━━━ RECORD EXCERPTS

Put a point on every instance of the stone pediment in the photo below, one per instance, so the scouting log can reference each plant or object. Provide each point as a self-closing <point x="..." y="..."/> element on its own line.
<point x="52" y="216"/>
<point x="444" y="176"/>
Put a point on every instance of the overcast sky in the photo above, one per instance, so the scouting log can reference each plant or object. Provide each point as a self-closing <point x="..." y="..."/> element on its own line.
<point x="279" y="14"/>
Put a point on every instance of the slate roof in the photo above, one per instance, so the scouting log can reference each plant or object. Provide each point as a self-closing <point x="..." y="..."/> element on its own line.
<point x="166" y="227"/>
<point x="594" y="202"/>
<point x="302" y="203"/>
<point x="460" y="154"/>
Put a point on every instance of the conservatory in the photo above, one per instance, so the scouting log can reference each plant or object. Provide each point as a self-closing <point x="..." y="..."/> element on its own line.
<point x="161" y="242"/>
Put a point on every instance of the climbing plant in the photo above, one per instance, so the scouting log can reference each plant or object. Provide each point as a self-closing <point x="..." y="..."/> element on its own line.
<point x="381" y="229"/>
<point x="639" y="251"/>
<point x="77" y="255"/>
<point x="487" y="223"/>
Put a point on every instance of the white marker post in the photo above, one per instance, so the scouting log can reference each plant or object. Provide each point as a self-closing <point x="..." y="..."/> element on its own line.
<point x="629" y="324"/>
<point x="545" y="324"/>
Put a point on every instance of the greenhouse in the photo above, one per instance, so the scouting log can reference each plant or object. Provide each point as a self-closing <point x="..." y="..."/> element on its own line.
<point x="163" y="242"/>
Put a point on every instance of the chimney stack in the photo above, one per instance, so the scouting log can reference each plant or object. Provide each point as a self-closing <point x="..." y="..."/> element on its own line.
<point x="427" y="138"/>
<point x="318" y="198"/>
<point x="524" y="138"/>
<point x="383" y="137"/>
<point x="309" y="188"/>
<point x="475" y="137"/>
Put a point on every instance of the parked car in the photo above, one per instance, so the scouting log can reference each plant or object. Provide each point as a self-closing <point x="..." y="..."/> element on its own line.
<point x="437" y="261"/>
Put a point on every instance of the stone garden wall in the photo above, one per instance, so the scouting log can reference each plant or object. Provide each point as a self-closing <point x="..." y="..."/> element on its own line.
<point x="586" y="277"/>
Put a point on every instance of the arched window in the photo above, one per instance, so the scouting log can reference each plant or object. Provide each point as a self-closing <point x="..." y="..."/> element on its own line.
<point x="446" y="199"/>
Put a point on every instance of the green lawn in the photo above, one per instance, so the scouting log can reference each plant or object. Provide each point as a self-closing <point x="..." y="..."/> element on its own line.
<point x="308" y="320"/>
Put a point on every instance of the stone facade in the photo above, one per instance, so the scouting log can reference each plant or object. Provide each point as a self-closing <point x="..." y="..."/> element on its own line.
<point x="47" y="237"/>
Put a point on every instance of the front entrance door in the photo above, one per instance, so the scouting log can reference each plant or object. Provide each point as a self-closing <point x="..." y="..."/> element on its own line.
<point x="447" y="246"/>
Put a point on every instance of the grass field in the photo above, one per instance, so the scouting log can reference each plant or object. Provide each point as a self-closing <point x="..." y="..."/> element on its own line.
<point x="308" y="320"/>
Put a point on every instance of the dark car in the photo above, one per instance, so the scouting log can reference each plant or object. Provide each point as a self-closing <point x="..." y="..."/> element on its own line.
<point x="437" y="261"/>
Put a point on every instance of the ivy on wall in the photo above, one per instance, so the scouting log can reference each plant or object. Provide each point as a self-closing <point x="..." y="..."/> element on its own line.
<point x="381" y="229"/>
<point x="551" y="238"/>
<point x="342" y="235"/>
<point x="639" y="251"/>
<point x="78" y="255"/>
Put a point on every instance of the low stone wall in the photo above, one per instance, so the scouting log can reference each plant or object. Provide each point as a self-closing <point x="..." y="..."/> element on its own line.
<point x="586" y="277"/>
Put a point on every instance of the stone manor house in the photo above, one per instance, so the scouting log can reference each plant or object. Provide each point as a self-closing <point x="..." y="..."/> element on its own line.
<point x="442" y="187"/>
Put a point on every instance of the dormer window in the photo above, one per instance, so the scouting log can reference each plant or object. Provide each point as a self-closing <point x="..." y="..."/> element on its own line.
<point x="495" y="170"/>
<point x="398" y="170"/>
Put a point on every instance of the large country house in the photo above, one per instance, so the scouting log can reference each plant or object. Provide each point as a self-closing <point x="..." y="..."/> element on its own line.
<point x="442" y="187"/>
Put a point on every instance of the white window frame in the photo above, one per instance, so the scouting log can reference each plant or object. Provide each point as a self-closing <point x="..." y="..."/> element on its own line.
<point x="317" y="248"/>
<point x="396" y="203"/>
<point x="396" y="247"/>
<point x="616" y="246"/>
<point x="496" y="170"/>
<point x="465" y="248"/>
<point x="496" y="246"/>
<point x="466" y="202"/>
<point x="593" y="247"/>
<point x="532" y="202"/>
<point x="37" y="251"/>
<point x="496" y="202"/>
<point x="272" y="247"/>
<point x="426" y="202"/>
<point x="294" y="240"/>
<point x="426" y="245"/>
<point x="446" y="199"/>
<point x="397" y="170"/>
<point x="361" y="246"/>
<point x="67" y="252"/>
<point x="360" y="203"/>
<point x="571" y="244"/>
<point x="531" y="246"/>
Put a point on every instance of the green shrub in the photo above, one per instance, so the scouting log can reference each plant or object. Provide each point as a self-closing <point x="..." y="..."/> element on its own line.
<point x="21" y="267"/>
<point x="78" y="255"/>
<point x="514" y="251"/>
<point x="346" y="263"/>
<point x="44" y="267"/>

━━━━━━

■ EXERCISE INSTRUCTIONS
Each line in the data is to be written out precisely.

■ ANSWER BOX
Put a point on every instance of the stone pediment in the photo below, one per instance, so the scouting log can reference each plant or object. Provide each point as a self-closing <point x="..." y="..."/> element on its own line.
<point x="52" y="216"/>
<point x="444" y="176"/>
Put a point on every instance of the overcast sky in the photo above, one per instance, so the scouting log can reference each plant or object. Provide each point as a self-closing <point x="..." y="..."/> element on its own line.
<point x="279" y="14"/>
Put a point on every instance of the slate roof in the photo above, one per instance, so the scouting log can reference each plant or object. Provide each point as a self-closing <point x="..." y="..."/> element on its own line.
<point x="166" y="227"/>
<point x="594" y="202"/>
<point x="302" y="203"/>
<point x="460" y="154"/>
Put a point on every instance of the conservatory in the photo above, one per instance, so the scouting log can reference each plant or object. Provide each point as a self-closing <point x="..." y="..."/> element on its own line.
<point x="161" y="242"/>
Put a point on every instance of the climbing plant in the photo above, one per instance, so the scouting log can reference each plant or object. Provide each point as a self-closing <point x="..." y="..."/> element on its own line.
<point x="381" y="229"/>
<point x="639" y="251"/>
<point x="77" y="255"/>
<point x="487" y="223"/>
Put a point on every instance of the white marker post in the photo above, one per instance, so the scouting log can reference each plant or object. Provide each point as a self-closing <point x="..." y="..."/> element on its own line.
<point x="629" y="324"/>
<point x="545" y="324"/>
Put a point on every instance of the greenhouse in the photo above, one per instance, so the scouting log can reference each plant or object. Provide each point as a self-closing <point x="..." y="..."/> element on its own line.
<point x="163" y="242"/>
Put a point on every instance of the chimney stack in the photo above, one per instance, so the scouting log can reference each plant or object. Provide each point as a self-closing <point x="..." y="..."/> element on its own line.
<point x="427" y="138"/>
<point x="318" y="198"/>
<point x="524" y="138"/>
<point x="383" y="137"/>
<point x="309" y="188"/>
<point x="475" y="137"/>
Put a point on every instance of the parked car in the photo above, one per instance, so the scouting log can reference each plant or object. Provide each point as a self-closing <point x="..." y="..."/> element on its own line.
<point x="437" y="261"/>
Put a point on every instance of the stone garden wall in the photo above, one per instance, so the scouting log can reference each plant or object. Provide each point as a self-closing <point x="..." y="..."/> element on its own line.
<point x="586" y="277"/>
Put a point on every instance of the arched window in the photo above, one per instance, so the scouting log can reference each plant or object. Provide each point as a self-closing <point x="..." y="..."/> element on its own line.
<point x="446" y="199"/>
Put a point on every instance of the green lawn in the photo above, one per instance, so the scouting log can reference each plant or object. Provide each point as a self-closing <point x="..." y="..."/> element on its own line.
<point x="308" y="320"/>
Put a point on every instance of the stone facade in the photo above, one per instance, so the scouting log can reference each plant or object. Provide each point as a self-closing <point x="..." y="..."/> element on its own line.
<point x="47" y="237"/>
Put a point on every instance of the front entrance door in the photo above, one per instance, so the scouting log can reference each plant or object. Provide each point as a self-closing <point x="..." y="..."/> element on its own line.
<point x="447" y="246"/>
Put a point on every instance of the grass field in the photo above, one per instance, so the scouting log can reference each plant or object. Provide each point as a self-closing <point x="..." y="..."/> element on its own line.
<point x="308" y="320"/>
Put a point on every instance of the dark car in the photo above, one per instance, so the scouting log can reference each plant or object. Provide each point as a self-closing <point x="..." y="..."/> element on its own line.
<point x="437" y="261"/>
Put a point on every instance of the ivy on wall in the photo above, one per instance, so the scouting log can reference each plant or object. Provide each point as a self-closing <point x="..." y="..."/> element on its own line.
<point x="381" y="229"/>
<point x="551" y="238"/>
<point x="342" y="235"/>
<point x="639" y="251"/>
<point x="78" y="255"/>
Put a point on every instance of the low stone wall in the photo above, one per instance, so the scouting log can reference each plant or object. Provide each point as a self-closing <point x="..." y="..."/> element on its own line.
<point x="586" y="277"/>
Put a point on every instance of the stone manor house in the photo above, one per instance, so the scouting log can reference each plant or object. Provide each point as a self-closing <point x="..." y="..."/> element on its own line.
<point x="442" y="187"/>
Put a point on every instance of the dormer window in the photo above, one per instance, so the scouting log can reference each plant or object. Provide each point as a self-closing <point x="..." y="..."/> element on its own line.
<point x="495" y="170"/>
<point x="398" y="170"/>
Put a point on every instance of the large country house in the photo above, one per instance, so the scouting log can reference each plant or object. Provide each point as a self-closing <point x="..." y="..."/> element on its own line.
<point x="442" y="187"/>
Put a point on every instance of the white window frame in the photo above, one per instance, so the scouting log can reference each plant or object. Provide each point as a self-closing <point x="..." y="..."/> element on its own line.
<point x="317" y="248"/>
<point x="396" y="203"/>
<point x="396" y="247"/>
<point x="616" y="246"/>
<point x="496" y="170"/>
<point x="465" y="248"/>
<point x="496" y="246"/>
<point x="466" y="202"/>
<point x="593" y="247"/>
<point x="532" y="202"/>
<point x="37" y="251"/>
<point x="496" y="202"/>
<point x="272" y="247"/>
<point x="426" y="202"/>
<point x="294" y="240"/>
<point x="426" y="245"/>
<point x="446" y="199"/>
<point x="397" y="170"/>
<point x="361" y="246"/>
<point x="67" y="252"/>
<point x="360" y="203"/>
<point x="571" y="244"/>
<point x="531" y="246"/>
Put a point on every instance of the green shrub in the photo above, one per instance, so the scouting log can reference each plant or object. Provide each point as a self-closing <point x="..." y="..."/> element on its own line.
<point x="21" y="267"/>
<point x="78" y="255"/>
<point x="514" y="251"/>
<point x="346" y="263"/>
<point x="44" y="267"/>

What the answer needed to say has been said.